# [Written task]
From the listing below, pick out each line that contains the word "roof" and copy those lines unchanged.

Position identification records
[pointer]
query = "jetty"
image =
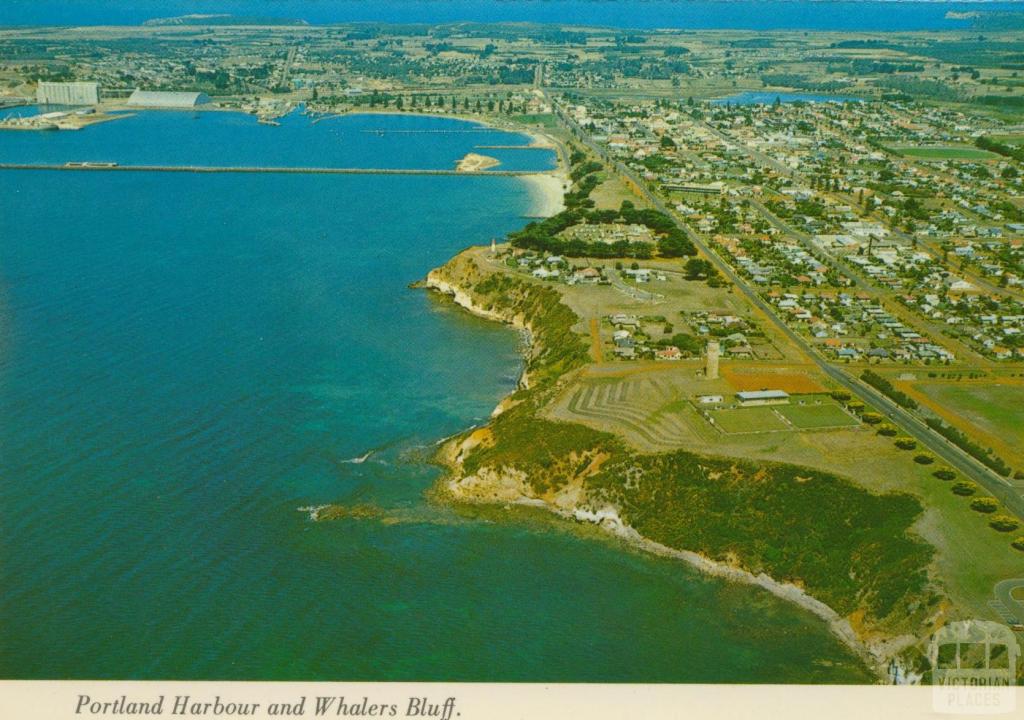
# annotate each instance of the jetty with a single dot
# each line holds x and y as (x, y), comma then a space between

==

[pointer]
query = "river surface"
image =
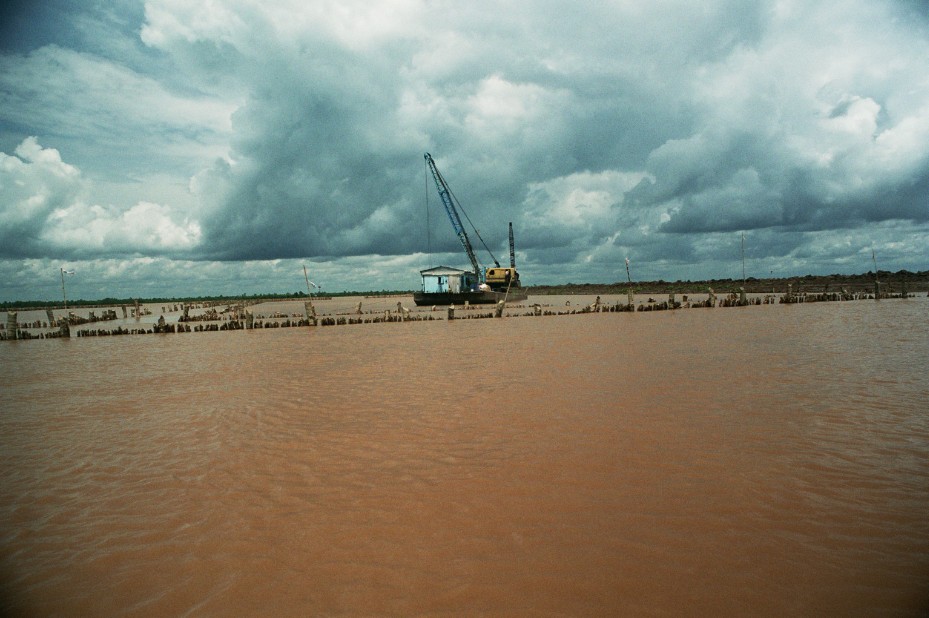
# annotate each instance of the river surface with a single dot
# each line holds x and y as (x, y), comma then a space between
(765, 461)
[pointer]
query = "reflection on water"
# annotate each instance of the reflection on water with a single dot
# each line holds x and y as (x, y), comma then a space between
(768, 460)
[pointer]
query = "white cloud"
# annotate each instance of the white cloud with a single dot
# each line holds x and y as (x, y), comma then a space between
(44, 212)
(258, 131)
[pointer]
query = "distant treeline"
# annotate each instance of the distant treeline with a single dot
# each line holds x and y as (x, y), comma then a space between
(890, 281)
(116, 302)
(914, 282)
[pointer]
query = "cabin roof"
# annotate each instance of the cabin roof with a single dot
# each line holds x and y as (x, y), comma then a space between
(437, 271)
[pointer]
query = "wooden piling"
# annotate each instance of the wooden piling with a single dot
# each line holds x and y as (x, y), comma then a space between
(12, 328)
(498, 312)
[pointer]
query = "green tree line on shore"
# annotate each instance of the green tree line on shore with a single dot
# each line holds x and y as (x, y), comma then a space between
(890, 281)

# [Result below]
query = "cabin roof"
# annotate each instance of the cabin roof with a single dot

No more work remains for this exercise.